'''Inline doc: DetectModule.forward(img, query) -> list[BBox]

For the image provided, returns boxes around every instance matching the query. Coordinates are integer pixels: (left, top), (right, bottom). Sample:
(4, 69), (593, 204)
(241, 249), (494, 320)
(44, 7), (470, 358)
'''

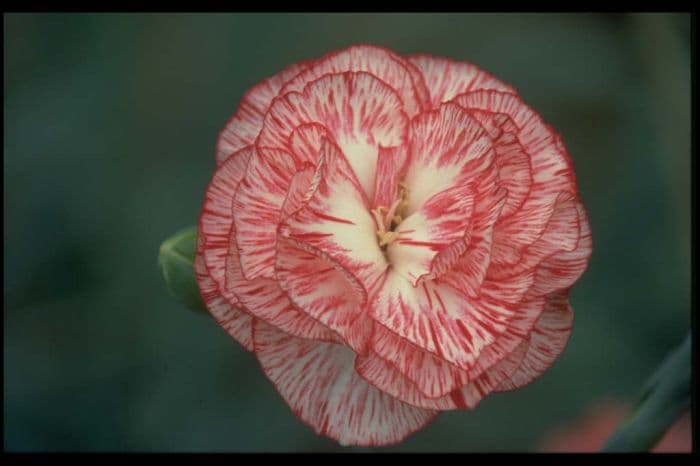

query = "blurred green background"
(3, 14), (691, 451)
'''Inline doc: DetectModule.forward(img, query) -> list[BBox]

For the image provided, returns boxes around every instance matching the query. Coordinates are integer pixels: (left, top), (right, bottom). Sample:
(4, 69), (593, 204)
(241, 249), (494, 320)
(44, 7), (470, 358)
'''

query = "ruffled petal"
(387, 181), (474, 286)
(355, 336), (527, 411)
(405, 104), (494, 217)
(533, 201), (593, 294)
(369, 269), (518, 370)
(226, 220), (339, 341)
(254, 322), (436, 446)
(368, 324), (470, 398)
(452, 91), (576, 264)
(281, 45), (428, 116)
(257, 72), (408, 199)
(408, 55), (515, 108)
(216, 63), (308, 164)
(497, 292), (574, 391)
(194, 242), (253, 351)
(233, 149), (309, 280)
(275, 238), (372, 353)
(198, 146), (255, 305)
(279, 138), (387, 290)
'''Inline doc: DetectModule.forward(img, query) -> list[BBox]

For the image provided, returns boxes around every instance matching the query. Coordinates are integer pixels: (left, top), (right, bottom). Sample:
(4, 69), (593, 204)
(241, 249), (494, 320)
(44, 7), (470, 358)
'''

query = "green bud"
(158, 227), (207, 313)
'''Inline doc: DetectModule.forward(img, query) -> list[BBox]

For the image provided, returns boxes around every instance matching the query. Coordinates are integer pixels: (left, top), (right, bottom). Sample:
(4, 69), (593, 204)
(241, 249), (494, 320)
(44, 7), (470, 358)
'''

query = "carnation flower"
(195, 46), (591, 445)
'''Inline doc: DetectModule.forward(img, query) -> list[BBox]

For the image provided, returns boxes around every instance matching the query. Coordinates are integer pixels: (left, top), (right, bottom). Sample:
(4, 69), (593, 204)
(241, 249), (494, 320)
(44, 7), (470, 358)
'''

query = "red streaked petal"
(275, 238), (372, 354)
(408, 55), (515, 108)
(280, 164), (318, 218)
(369, 269), (517, 370)
(280, 138), (387, 290)
(468, 295), (546, 378)
(280, 45), (427, 116)
(288, 123), (328, 165)
(194, 244), (253, 351)
(497, 292), (574, 391)
(405, 104), (494, 216)
(233, 149), (308, 280)
(467, 109), (532, 217)
(226, 224), (338, 341)
(257, 72), (408, 199)
(198, 146), (255, 304)
(365, 325), (469, 398)
(442, 184), (507, 298)
(487, 192), (590, 282)
(253, 322), (436, 446)
(533, 201), (593, 294)
(452, 91), (576, 263)
(387, 185), (474, 286)
(216, 63), (308, 164)
(355, 336), (527, 411)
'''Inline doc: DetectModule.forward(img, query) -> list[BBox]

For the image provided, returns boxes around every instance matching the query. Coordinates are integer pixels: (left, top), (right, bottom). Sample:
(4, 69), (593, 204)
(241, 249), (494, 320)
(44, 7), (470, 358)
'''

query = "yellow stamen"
(378, 231), (399, 248)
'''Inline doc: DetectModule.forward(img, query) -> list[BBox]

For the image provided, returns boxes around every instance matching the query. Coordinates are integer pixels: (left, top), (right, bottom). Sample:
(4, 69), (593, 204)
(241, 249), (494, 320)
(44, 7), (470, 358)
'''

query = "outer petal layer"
(498, 292), (574, 391)
(198, 147), (254, 298)
(254, 323), (436, 446)
(194, 246), (253, 351)
(408, 55), (515, 108)
(216, 63), (306, 163)
(257, 72), (408, 199)
(281, 45), (427, 116)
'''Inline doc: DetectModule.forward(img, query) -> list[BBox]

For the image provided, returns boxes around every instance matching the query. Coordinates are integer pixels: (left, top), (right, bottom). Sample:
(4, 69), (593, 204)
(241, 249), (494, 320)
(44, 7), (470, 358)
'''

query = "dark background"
(3, 14), (690, 451)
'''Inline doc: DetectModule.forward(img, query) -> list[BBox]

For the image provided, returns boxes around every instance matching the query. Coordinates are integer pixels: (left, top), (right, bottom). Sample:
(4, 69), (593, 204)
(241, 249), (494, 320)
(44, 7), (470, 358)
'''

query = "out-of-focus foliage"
(3, 14), (691, 451)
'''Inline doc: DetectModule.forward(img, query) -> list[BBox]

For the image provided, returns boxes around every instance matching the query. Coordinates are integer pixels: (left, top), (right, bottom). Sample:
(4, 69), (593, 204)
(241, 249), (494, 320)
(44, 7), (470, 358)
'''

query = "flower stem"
(601, 334), (691, 453)
(158, 227), (207, 313)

※ ※ ※

_Work required_. Convert the records, starting at the first line and ending at the line containing "(195, 46), (591, 445)", into a JSON list of strings with one string per line, skipping blank lines and leaving out the pictures.

_Task output_.
[
  "'''Inline doc: DetectModule.forward(img, query) -> list[BBox]",
  "For the image provided, returns boxes around every instance matching the query. Coordinates are integer pixels: (left, top), (right, bottom). Sample:",
  "(4, 69), (593, 204)",
  "(241, 249), (494, 320)",
  "(44, 7), (470, 358)",
  "'''",
  "query = \"blurred green background\"",
  "(3, 14), (691, 451)",
  "'''Inline doc: DetectModule.forward(img, query) -> list[BBox]",
  "For the image provided, returns boxes around every instance matching the query. Coordinates are integer pixels: (left, top), (right, bottom). Sample:",
  "(4, 69), (593, 204)",
  "(241, 249), (494, 320)",
  "(44, 7), (470, 358)",
  "'''",
  "query = \"ruffled petal\"",
  "(387, 181), (474, 286)",
  "(355, 336), (527, 411)",
  "(405, 104), (494, 217)",
  "(533, 201), (593, 294)",
  "(369, 269), (518, 370)",
  "(226, 220), (339, 341)",
  "(254, 322), (436, 446)",
  "(368, 324), (470, 398)",
  "(452, 91), (576, 264)",
  "(281, 45), (428, 116)",
  "(257, 72), (408, 199)",
  "(408, 55), (515, 108)",
  "(216, 63), (308, 164)",
  "(497, 292), (574, 391)",
  "(194, 242), (253, 351)",
  "(233, 149), (309, 280)",
  "(275, 238), (372, 353)",
  "(198, 146), (255, 305)",
  "(279, 138), (387, 290)",
  "'''Inline doc: DetectModule.forward(img, query) -> list[BBox]",
  "For the image provided, returns boxes around every instance matching the query. Coordinates are integer pixels: (left, top), (right, bottom). Sample:",
  "(4, 69), (593, 204)",
  "(241, 249), (494, 320)",
  "(44, 7), (470, 358)",
  "'''",
  "query = \"green bud\"",
  "(158, 227), (207, 313)",
  "'''Inline doc: DetectModule.forward(img, query) -> list[BBox]",
  "For the image provided, returns boxes around every instance matching the query. Coordinates are integer pixels: (left, top), (right, bottom). Sample:",
  "(4, 69), (593, 204)",
  "(241, 249), (494, 320)",
  "(44, 7), (470, 358)",
  "'''",
  "query = \"carnation flower\"",
  "(195, 46), (591, 445)"
]